__Aim__.
Starting at the line containing "outline --target=monument base" and ending with the line containing "POLYGON ((203 131, 164", reproduce that stretch of the material with "monument base" swapped for "memorial plinth" and nothing else altered.

__Entries supplied__.
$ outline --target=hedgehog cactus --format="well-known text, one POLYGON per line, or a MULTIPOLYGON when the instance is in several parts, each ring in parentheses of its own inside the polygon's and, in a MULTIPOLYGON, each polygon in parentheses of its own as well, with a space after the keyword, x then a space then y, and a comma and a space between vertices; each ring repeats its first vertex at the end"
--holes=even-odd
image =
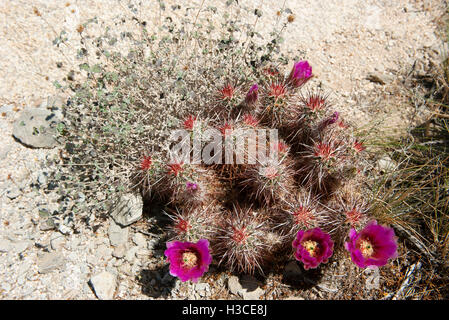
POLYGON ((369 221, 369 206, 341 191, 361 172, 365 146, 332 110, 328 95, 301 93, 313 76, 307 61, 285 77, 272 66, 257 74, 256 81, 223 81, 209 113, 180 122, 202 147, 210 141, 203 133, 214 129, 223 141, 221 161, 164 162, 146 155, 138 181, 143 191, 151 186, 165 195, 160 198, 174 212, 171 240, 207 239, 214 261, 230 271, 264 272, 268 261, 293 253, 306 269, 315 268, 342 247, 350 230, 355 234, 369 221), (267 129, 277 129, 281 139, 246 135, 267 129), (245 138, 245 147, 227 149, 245 138), (249 145, 270 156, 254 158, 249 145))

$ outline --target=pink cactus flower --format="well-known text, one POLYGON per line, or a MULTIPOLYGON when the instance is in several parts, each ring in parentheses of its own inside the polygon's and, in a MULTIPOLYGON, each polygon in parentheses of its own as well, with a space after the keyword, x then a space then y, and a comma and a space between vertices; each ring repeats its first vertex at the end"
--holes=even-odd
POLYGON ((170 274, 183 282, 188 280, 197 282, 209 270, 212 262, 207 239, 200 239, 197 243, 167 242, 164 254, 170 262, 170 274))
POLYGON ((198 185, 194 182, 186 182, 186 189, 189 191, 195 191, 198 189, 198 185))
POLYGON ((251 114, 245 114, 243 122, 251 127, 256 127, 259 124, 259 120, 251 114))
POLYGON ((386 265, 388 259, 397 256, 397 247, 394 230, 378 225, 375 220, 359 233, 351 229, 349 241, 345 242, 352 261, 360 268, 386 265))
POLYGON ((305 84, 312 77, 312 67, 309 62, 298 61, 293 65, 293 69, 288 76, 288 81, 296 88, 305 84))
POLYGON ((247 104, 254 104, 256 103, 257 99, 259 98, 259 86, 254 84, 248 91, 248 94, 246 95, 245 102, 247 104))
POLYGON ((295 249, 296 260, 304 263, 306 270, 326 263, 334 249, 334 242, 330 235, 321 231, 320 228, 299 230, 292 245, 295 249))
POLYGON ((184 128, 187 130, 192 130, 193 126, 195 125, 196 117, 190 115, 185 121, 184 121, 184 128))

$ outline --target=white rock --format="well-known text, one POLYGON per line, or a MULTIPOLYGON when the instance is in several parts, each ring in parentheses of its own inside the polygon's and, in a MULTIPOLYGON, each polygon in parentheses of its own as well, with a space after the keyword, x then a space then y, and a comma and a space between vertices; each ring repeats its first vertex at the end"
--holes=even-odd
POLYGON ((108 235, 111 246, 117 247, 128 242, 128 228, 120 227, 114 220, 109 224, 108 235))
POLYGON ((134 234, 133 242, 141 248, 147 246, 147 239, 140 232, 137 232, 136 234, 134 234))
POLYGON ((58 252, 49 252, 38 258, 39 273, 49 273, 64 265, 64 256, 58 252))
POLYGON ((122 227, 129 226, 142 217, 143 200, 140 194, 126 193, 111 210, 111 217, 122 227))
POLYGON ((244 300, 258 300, 264 293, 260 285, 257 279, 248 275, 242 276, 241 279, 236 276, 230 276, 228 279, 229 291, 243 297, 244 300))

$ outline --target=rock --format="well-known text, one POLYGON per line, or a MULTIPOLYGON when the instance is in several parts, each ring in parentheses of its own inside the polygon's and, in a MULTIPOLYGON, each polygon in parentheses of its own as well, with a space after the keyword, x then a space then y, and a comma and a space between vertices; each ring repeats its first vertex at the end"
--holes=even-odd
POLYGON ((258 300, 264 293, 261 283, 254 277, 244 275, 239 279, 231 276, 228 279, 228 289, 231 293, 243 297, 244 300, 258 300))
POLYGON ((114 251, 112 251, 112 256, 118 259, 121 259, 126 254, 126 244, 122 243, 115 247, 114 251))
POLYGON ((134 260, 136 260, 137 250, 139 250, 139 247, 137 246, 130 248, 125 254, 125 260, 128 261, 129 263, 133 263, 134 260))
POLYGON ((8 252, 11 248, 11 241, 8 239, 0 239, 0 252, 8 252))
POLYGON ((12 250, 15 253, 19 254, 19 253, 24 252, 26 249, 28 249, 30 245, 31 245, 31 242, 27 241, 27 240, 13 242, 12 243, 12 250))
POLYGON ((209 286, 208 283, 201 283, 201 282, 200 282, 200 283, 197 283, 197 284, 195 285, 195 291, 198 292, 198 294, 199 294, 201 297, 204 297, 204 296, 207 295, 207 293, 210 292, 210 286, 209 286))
POLYGON ((12 146, 11 145, 5 145, 0 148, 0 160, 6 159, 8 156, 8 153, 11 151, 12 146))
POLYGON ((72 233, 72 229, 70 227, 67 227, 66 225, 60 223, 58 224, 58 231, 61 232, 62 234, 71 234, 72 233))
POLYGON ((0 107, 0 116, 10 116, 14 111, 14 106, 12 104, 5 104, 0 107))
POLYGON ((138 247, 146 247, 147 246, 147 239, 145 238, 145 236, 143 234, 141 234, 140 232, 137 232, 136 234, 134 234, 133 237, 133 242, 138 246, 138 247))
POLYGON ((100 300, 111 300, 114 297, 117 278, 110 272, 103 271, 89 280, 95 295, 100 300))
POLYGON ((111 249, 109 246, 101 244, 95 249, 95 257, 98 259, 98 261, 105 259, 108 260, 112 256, 113 249, 111 249))
POLYGON ((40 185, 46 185, 48 182, 47 173, 41 172, 37 177, 37 182, 39 182, 40 185))
POLYGON ((44 253, 38 258, 37 267, 39 273, 49 273, 64 265, 64 257, 58 252, 44 253))
POLYGON ((55 223, 52 218, 42 221, 39 225, 39 229, 41 231, 53 230, 54 228, 55 228, 55 223))
POLYGON ((50 110, 26 109, 14 122, 12 134, 27 147, 53 148, 58 145, 55 127, 60 121, 60 116, 50 110))
POLYGON ((53 250, 61 249, 65 244, 65 237, 58 232, 51 235, 50 246, 53 250))
POLYGON ((6 192, 6 196, 11 199, 14 200, 15 198, 17 198, 18 196, 20 196, 22 194, 22 192, 20 192, 20 189, 16 186, 12 187, 11 189, 9 189, 6 192))
POLYGON ((371 72, 366 76, 366 79, 374 82, 374 83, 379 83, 379 84, 387 84, 389 82, 393 81, 393 76, 387 75, 387 74, 383 74, 380 72, 371 72))
POLYGON ((128 242, 128 232, 128 228, 122 228, 111 220, 108 230, 111 246, 117 247, 128 242))
POLYGON ((129 226, 142 217, 143 200, 139 194, 127 193, 112 208, 111 216, 122 227, 129 226))
POLYGON ((151 251, 148 251, 147 249, 143 249, 139 247, 139 250, 136 252, 137 259, 140 260, 146 260, 148 257, 152 256, 151 251))

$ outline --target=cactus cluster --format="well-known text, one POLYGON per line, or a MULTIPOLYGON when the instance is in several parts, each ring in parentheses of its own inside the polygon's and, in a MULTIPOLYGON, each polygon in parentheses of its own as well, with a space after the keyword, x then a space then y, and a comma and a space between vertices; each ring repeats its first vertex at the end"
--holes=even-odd
POLYGON ((224 150, 223 161, 211 164, 141 159, 142 194, 166 205, 171 240, 207 239, 217 264, 254 273, 291 257, 299 232, 321 228, 341 244, 366 224, 365 203, 347 191, 363 181, 363 143, 328 95, 304 88, 312 77, 309 63, 299 61, 286 75, 264 68, 256 83, 227 79, 209 113, 180 119, 188 138, 208 127, 224 140, 245 129, 276 129, 275 143, 249 138, 248 145, 275 155, 268 161, 250 161, 247 149, 234 150, 231 163, 224 150))

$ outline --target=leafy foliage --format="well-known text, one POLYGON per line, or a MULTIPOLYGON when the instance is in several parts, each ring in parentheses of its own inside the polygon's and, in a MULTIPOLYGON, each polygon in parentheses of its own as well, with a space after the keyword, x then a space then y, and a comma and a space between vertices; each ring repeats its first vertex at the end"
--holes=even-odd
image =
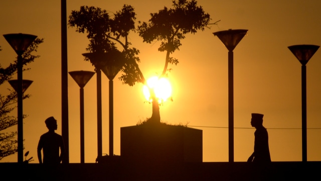
POLYGON ((160 41, 158 51, 167 51, 165 65, 162 75, 168 70, 168 64, 177 65, 177 59, 170 54, 179 50, 181 41, 188 33, 195 34, 198 30, 204 31, 209 24, 210 15, 205 13, 202 7, 197 6, 195 0, 173 1, 173 9, 164 9, 158 13, 151 13, 151 18, 146 22, 138 26, 138 32, 143 42, 151 43, 160 41))
MULTIPOLYGON (((68 21, 69 26, 76 27, 76 32, 87 34, 89 44, 86 51, 118 55, 115 58, 122 64, 122 74, 119 79, 130 86, 143 79, 137 64, 139 51, 130 48, 131 43, 128 41, 129 32, 135 31, 135 15, 134 9, 129 5, 124 5, 121 11, 114 14, 113 18, 99 8, 82 6, 79 11, 72 11, 68 21), (117 44, 120 45, 120 49, 117 44)), ((85 60, 90 61, 95 68, 105 65, 108 61, 102 58, 99 62, 95 62, 87 57, 85 60)))
MULTIPOLYGON (((22 55, 23 64, 27 65, 40 57, 39 55, 32 55, 31 53, 34 51, 37 52, 38 45, 43 41, 43 39, 40 38, 36 38, 34 41, 22 55)), ((16 73, 17 63, 16 59, 14 61, 13 63, 11 63, 6 68, 3 68, 0 64, 0 85, 12 79, 13 75, 16 73)), ((24 70, 27 69, 25 69, 24 70)), ((0 131, 4 131, 6 129, 18 124, 17 117, 10 115, 10 113, 17 108, 17 106, 13 105, 17 102, 17 94, 13 89, 10 90, 10 93, 8 95, 4 96, 0 94, 0 131)), ((30 96, 29 95, 24 95, 23 99, 29 98, 30 96)), ((26 115, 23 115, 24 119, 26 117, 26 115)), ((18 140, 16 139, 17 135, 17 131, 0 133, 0 160, 18 151, 18 140)))
MULTIPOLYGON (((210 20, 210 15, 204 12, 202 7, 198 6, 195 0, 173 1, 173 9, 165 7, 158 13, 150 14, 148 22, 139 22, 136 30, 134 9, 126 5, 123 6, 121 11, 115 13, 112 18, 105 10, 82 6, 79 11, 72 12, 68 24, 71 27, 76 27, 76 32, 83 33, 86 32, 87 34, 90 43, 87 51, 115 54, 117 54, 115 53, 116 51, 121 52, 122 56, 118 54, 119 61, 122 60, 124 63, 119 79, 123 83, 131 86, 137 82, 145 84, 146 80, 138 65, 140 60, 137 55, 139 51, 135 48, 129 48, 131 45, 128 41, 129 32, 137 31, 143 38, 143 42, 148 43, 160 42, 158 50, 167 52, 165 66, 160 75, 163 76, 172 69, 168 68, 169 63, 177 65, 179 63, 178 59, 170 57, 170 55, 179 50, 182 45, 181 41, 185 38, 185 35, 195 34, 198 30, 203 31, 210 20), (116 44, 121 45, 123 50, 120 50, 116 44)), ((90 61, 96 68, 99 68, 97 67, 98 65, 104 66, 107 61, 106 58, 99 60, 100 62, 94 62, 88 58, 85 60, 90 61)), ((149 120, 158 123, 160 122, 159 105, 153 90, 150 89, 150 92, 153 100, 153 113, 149 120)))

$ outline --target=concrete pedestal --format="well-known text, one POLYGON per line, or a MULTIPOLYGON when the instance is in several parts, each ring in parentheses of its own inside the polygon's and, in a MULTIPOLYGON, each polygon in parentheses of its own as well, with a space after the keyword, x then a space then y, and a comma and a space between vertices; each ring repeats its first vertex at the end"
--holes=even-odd
POLYGON ((120 156, 148 165, 203 161, 203 131, 163 124, 120 128, 120 156))

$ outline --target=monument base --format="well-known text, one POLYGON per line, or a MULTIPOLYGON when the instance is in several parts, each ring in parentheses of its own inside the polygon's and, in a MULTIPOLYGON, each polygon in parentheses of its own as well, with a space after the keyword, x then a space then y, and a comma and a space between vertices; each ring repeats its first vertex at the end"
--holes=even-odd
POLYGON ((203 131, 164 124, 120 128, 120 155, 147 165, 203 161, 203 131))

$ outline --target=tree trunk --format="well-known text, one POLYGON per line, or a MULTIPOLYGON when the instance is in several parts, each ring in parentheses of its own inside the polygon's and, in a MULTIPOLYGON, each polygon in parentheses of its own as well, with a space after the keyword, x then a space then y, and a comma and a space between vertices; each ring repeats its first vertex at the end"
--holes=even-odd
POLYGON ((150 90, 150 92, 152 100, 152 113, 151 117, 148 119, 147 121, 149 123, 160 123, 160 115, 159 114, 159 105, 153 90, 150 90))

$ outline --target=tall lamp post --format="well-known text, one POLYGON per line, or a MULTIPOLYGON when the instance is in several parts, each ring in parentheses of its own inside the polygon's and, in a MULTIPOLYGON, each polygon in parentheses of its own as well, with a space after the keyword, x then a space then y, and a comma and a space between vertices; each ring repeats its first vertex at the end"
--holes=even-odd
POLYGON ((234 161, 233 52, 236 45, 246 34, 248 30, 232 30, 213 33, 229 50, 228 53, 228 112, 229 162, 234 161))
MULTIPOLYGON (((18 80, 9 80, 8 82, 11 85, 11 86, 14 88, 16 92, 18 93, 18 80)), ((22 94, 25 93, 25 92, 27 90, 27 88, 30 86, 31 83, 32 83, 33 81, 30 80, 22 80, 22 94)))
POLYGON ((84 87, 95 74, 89 71, 73 71, 69 72, 79 85, 80 95, 80 163, 85 163, 85 121, 84 112, 84 87))
POLYGON ((114 155, 114 98, 113 79, 119 71, 122 64, 121 61, 117 61, 119 57, 111 56, 106 60, 106 64, 101 68, 101 70, 109 79, 109 155, 114 155))
POLYGON ((101 106, 101 71, 97 62, 101 59, 96 53, 85 53, 82 55, 88 58, 91 62, 95 63, 97 76, 97 156, 98 158, 102 156, 102 125, 101 106))
POLYGON ((313 45, 297 45, 288 47, 299 60, 301 67, 302 89, 302 161, 307 161, 306 143, 306 63, 320 46, 313 45))
POLYGON ((24 162, 24 138, 23 127, 23 59, 22 54, 37 38, 37 36, 22 33, 4 35, 4 37, 18 55, 17 62, 18 83, 18 163, 24 162))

__Correct response__.
$ outline --target=memorial plinth --format="well-known text, one POLYGON per line, or a MULTIPOLYGON when the instance is in several parts, each ring in parentheses of its own inside the polygon's and, in a MULTIPOLYGON, each polygon in parentheses of its own as well, with a space after the keyword, x then a space then y, and a comma and a space between vertices; each ring repeats its first vertex at the end"
--holes=even-odd
POLYGON ((203 131, 164 124, 120 128, 120 155, 147 165, 203 161, 203 131))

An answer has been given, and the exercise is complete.